### [PROBLEM TO WORK ON]
Return each entry below without any alteration.

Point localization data
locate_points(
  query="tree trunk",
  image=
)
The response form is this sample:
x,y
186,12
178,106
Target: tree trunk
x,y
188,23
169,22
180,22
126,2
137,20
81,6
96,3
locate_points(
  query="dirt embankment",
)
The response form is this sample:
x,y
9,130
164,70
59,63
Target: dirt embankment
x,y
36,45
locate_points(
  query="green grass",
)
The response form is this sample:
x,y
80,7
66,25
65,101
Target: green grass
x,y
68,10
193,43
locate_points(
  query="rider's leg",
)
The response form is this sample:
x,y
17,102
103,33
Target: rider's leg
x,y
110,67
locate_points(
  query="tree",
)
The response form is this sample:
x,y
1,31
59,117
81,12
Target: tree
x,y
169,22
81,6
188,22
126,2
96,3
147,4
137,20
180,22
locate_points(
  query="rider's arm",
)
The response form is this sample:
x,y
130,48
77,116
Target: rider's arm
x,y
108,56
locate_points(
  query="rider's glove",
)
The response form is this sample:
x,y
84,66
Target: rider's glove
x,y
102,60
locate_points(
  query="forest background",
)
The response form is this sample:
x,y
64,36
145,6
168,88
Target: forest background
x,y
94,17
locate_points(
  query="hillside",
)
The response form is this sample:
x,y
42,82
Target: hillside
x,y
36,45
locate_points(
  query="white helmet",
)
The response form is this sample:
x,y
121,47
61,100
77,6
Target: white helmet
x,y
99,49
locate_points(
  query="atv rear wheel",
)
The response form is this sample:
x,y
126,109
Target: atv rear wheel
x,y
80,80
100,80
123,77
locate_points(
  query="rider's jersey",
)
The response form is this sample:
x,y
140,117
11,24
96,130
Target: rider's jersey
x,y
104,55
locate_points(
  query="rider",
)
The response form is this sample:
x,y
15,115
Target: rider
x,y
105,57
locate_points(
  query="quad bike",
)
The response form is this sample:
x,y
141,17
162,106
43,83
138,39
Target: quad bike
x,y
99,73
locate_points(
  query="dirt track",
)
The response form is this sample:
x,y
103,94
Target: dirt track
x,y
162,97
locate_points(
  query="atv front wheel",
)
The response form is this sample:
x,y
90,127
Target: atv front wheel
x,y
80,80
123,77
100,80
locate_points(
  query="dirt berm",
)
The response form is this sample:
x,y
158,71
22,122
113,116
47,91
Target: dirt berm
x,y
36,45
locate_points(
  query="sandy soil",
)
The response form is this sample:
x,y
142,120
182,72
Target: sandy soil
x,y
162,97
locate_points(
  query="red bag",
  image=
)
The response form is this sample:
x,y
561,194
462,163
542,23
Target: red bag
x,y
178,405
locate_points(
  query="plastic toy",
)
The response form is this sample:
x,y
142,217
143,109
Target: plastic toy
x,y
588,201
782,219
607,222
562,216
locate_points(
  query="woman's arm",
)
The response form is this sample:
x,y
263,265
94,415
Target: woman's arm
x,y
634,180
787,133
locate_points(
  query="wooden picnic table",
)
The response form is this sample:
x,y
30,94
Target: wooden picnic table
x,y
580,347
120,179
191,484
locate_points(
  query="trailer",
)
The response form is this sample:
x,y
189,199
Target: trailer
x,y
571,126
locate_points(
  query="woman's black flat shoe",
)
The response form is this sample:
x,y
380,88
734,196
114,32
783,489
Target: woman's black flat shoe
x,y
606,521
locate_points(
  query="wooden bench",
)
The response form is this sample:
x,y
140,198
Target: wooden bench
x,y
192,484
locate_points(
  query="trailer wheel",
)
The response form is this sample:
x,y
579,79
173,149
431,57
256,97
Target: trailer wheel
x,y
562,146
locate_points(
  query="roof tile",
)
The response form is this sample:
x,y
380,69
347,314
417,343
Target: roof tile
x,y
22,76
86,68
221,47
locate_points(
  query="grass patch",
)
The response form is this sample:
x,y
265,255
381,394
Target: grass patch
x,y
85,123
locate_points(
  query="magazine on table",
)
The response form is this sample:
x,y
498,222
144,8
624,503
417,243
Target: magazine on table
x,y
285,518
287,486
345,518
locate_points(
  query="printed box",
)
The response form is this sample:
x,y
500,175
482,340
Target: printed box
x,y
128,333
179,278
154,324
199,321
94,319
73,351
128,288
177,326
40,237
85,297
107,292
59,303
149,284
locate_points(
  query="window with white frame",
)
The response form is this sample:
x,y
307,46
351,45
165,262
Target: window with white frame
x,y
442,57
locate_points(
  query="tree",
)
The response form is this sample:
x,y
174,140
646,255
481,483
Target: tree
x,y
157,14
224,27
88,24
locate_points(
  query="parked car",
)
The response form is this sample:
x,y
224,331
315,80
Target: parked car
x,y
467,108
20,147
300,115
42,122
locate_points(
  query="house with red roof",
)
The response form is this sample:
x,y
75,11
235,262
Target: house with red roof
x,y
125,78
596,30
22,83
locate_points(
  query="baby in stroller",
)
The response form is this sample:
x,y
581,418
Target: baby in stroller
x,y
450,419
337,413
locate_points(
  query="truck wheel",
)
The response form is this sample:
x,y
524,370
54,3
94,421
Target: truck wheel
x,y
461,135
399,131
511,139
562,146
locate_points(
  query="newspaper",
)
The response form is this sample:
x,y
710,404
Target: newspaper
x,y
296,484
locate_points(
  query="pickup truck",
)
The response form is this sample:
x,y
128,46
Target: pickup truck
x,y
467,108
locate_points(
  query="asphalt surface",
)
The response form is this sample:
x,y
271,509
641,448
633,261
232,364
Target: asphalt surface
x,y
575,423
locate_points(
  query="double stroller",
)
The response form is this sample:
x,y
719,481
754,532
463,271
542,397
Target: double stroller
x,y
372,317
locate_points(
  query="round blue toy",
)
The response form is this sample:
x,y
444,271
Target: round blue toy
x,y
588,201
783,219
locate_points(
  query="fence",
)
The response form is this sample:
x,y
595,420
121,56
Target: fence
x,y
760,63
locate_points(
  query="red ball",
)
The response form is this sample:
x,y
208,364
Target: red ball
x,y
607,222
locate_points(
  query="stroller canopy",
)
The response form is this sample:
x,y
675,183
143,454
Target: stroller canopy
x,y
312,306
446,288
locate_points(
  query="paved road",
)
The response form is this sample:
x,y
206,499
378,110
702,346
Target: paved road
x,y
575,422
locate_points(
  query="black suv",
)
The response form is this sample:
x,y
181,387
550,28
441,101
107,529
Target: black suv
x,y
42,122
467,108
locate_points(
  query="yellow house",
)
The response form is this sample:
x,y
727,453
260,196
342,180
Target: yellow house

### [ANSWER]
locate_points(
  query="tree trunk",
  image=
)
The response form is this sample:
x,y
186,12
178,106
Target: tree trunk
x,y
188,23
169,22
180,22
126,2
137,20
81,6
96,3
locate_points(
  query="dirt embankment",
)
The response form is this sample:
x,y
9,130
164,70
59,63
Target: dirt embankment
x,y
36,45
locate_points(
  query="green grass",
)
The response form is this sample:
x,y
80,7
66,25
65,101
Target: green grass
x,y
68,10
193,43
locate_points(
  query="rider's leg",
)
The response form is this sample:
x,y
17,102
103,33
Target: rider's leg
x,y
110,67
locate_points(
  query="tree",
)
The response form is this sample:
x,y
1,31
59,117
81,12
Target: tree
x,y
169,22
81,6
188,22
126,2
96,3
147,4
137,20
180,22
locate_points(
  query="rider's arm",
)
The response form is this sample:
x,y
130,48
77,116
Target: rider's arm
x,y
108,56
locate_points(
  query="rider's glove",
)
The response form is this sample:
x,y
84,66
Target: rider's glove
x,y
102,60
locate_points(
  query="forest background",
)
The response form is this sample:
x,y
64,36
145,6
168,88
Target: forest background
x,y
94,17
locate_points(
  query="hillside",
)
The response form is this sample:
x,y
42,82
Target: hillside
x,y
36,45
locate_points(
  query="white helmet",
)
The response form is this sample:
x,y
121,47
61,100
77,6
Target: white helmet
x,y
99,49
locate_points(
  query="atv rear wheel",
)
The response form is this sample:
x,y
126,109
Target: atv rear wheel
x,y
80,80
100,80
123,77
locate_points(
  query="rider's jersey",
)
The response form is this sample:
x,y
140,117
11,24
96,130
Target: rider's jersey
x,y
104,55
locate_points(
  query="rider",
)
The response form is this sample:
x,y
15,115
Target: rider
x,y
105,57
locate_points(
  query="quad bike",
)
The response form is this sample:
x,y
141,17
162,106
43,83
138,39
Target: quad bike
x,y
99,73
locate_points(
  query="dirt track",
)
The response form is this sample:
x,y
103,94
Target: dirt track
x,y
162,97
locate_points(
  query="atv front wheel",
)
The response form is this sample:
x,y
90,127
Target: atv front wheel
x,y
80,80
123,77
100,80
locate_points(
  query="dirt berm",
)
The response form is this sample:
x,y
158,71
22,122
113,116
47,91
Target: dirt berm
x,y
36,45
locate_points(
  query="sandy soil",
)
The response form is this sample:
x,y
142,120
182,72
Target: sandy soil
x,y
162,97
locate_points(
  query="red bag",
  image=
)
The response form is this sample:
x,y
561,194
462,163
542,23
Target: red bag
x,y
178,405
locate_points(
  query="plastic toy",
)
The response form is this sample:
x,y
142,217
143,109
Target: plastic toy
x,y
588,201
782,219
607,222
562,216
locate_points(
  query="woman's arm",
)
The response form is this sample:
x,y
263,265
94,415
Target: woman's arm
x,y
634,180
787,133
locate_points(
  query="wooden picnic table",
)
The response form is this sample:
x,y
30,94
Target: wooden picnic table
x,y
580,347
120,179
191,484
locate_points(
  query="trailer",
)
The response form is this sample:
x,y
189,199
Target: trailer
x,y
571,126
locate_points(
  query="woman's black flat shoe",
)
The response form is this sample:
x,y
380,88
734,196
114,32
783,489
Target: woman's black flat shoe
x,y
606,521
locate_points(
  query="wooden bench",
)
The response form is this sample:
x,y
140,198
Target: wooden bench
x,y
192,484
locate_points(
  query="trailer wheel",
)
The response form is this sample:
x,y
579,79
173,149
431,57
256,97
Target: trailer wheel
x,y
562,146
locate_points(
  query="roof tile",
)
The response form is this sample:
x,y
380,69
347,314
417,343
Target: roof tile
x,y
22,76
86,68
221,47
locate_points(
  query="grass patch",
)
The response form is this sample:
x,y
265,255
381,394
Target: grass patch
x,y
85,123
locate_points(
  query="magazine on table",
)
The response form is this sample:
x,y
498,222
144,8
624,503
417,243
Target: magazine on table
x,y
285,518
287,486
345,518
locate_points(
  query="printed box",
)
The response form is this sample:
x,y
500,175
482,340
Target: printed box
x,y
128,333
179,278
154,324
199,321
94,319
73,351
128,288
177,326
40,237
85,297
107,292
59,303
149,284
locate_points(
  query="window with white frame",
)
The response form is this sample:
x,y
307,46
351,45
165,262
Target: window with white frame
x,y
442,57
locate_points(
  query="tree",
)
The response form is this sample:
x,y
174,140
646,255
481,483
Target: tree
x,y
157,14
224,27
88,24
locate_points(
  query="parked car",
)
The response form is this sample:
x,y
224,331
315,80
Target: parked car
x,y
467,108
20,147
300,115
42,122
locate_points(
  query="house with red roof",
)
The response form is this sample:
x,y
75,11
235,262
Target: house with red roof
x,y
125,78
596,30
22,83
locate_points(
  query="baby in stroller",
)
The response form is this sample:
x,y
581,418
Target: baby in stroller
x,y
450,419
337,413
locate_points(
  query="truck wheel",
)
The response form is this sample:
x,y
524,370
54,3
94,421
Target: truck wheel
x,y
461,135
399,131
511,139
562,146
locate_points(
  query="newspaper",
)
The response form is this sample:
x,y
710,404
Target: newspaper
x,y
296,484
locate_points(
  query="pickup truck",
)
The response form is this sample:
x,y
128,46
Target: pickup truck
x,y
467,108
locate_points(
  query="asphalt surface",
)
The response form is this sample:
x,y
271,509
641,448
633,261
232,364
Target: asphalt surface
x,y
575,423
locate_points(
  query="double stroller",
)
The response form is this sample:
x,y
719,481
754,532
463,271
542,397
Target: double stroller
x,y
372,317
locate_points(
  query="round blue toy",
)
The response form is this sample:
x,y
444,271
Target: round blue toy
x,y
588,201
783,219
locate_points(
  query="fence",
)
The response form is this sample:
x,y
595,420
121,56
Target: fence
x,y
760,63
locate_points(
  query="red ball",
)
The response form is this sample:
x,y
208,364
Target: red ball
x,y
607,222
locate_points(
  query="stroller canopy",
)
The response form is this sample:
x,y
675,183
143,454
Target: stroller canopy
x,y
312,306
446,288
locate_points(
  query="paved road",
)
The response form is this sample:
x,y
206,499
378,110
702,346
Target: paved road
x,y
575,422
locate_points(
  query="black suv",
)
The response form is this sample:
x,y
181,387
550,28
441,101
107,529
Target: black suv
x,y
42,122
467,108
locate_points(
  query="yellow house",
)
The response form is this sample:
x,y
727,453
260,196
342,180
Target: yellow house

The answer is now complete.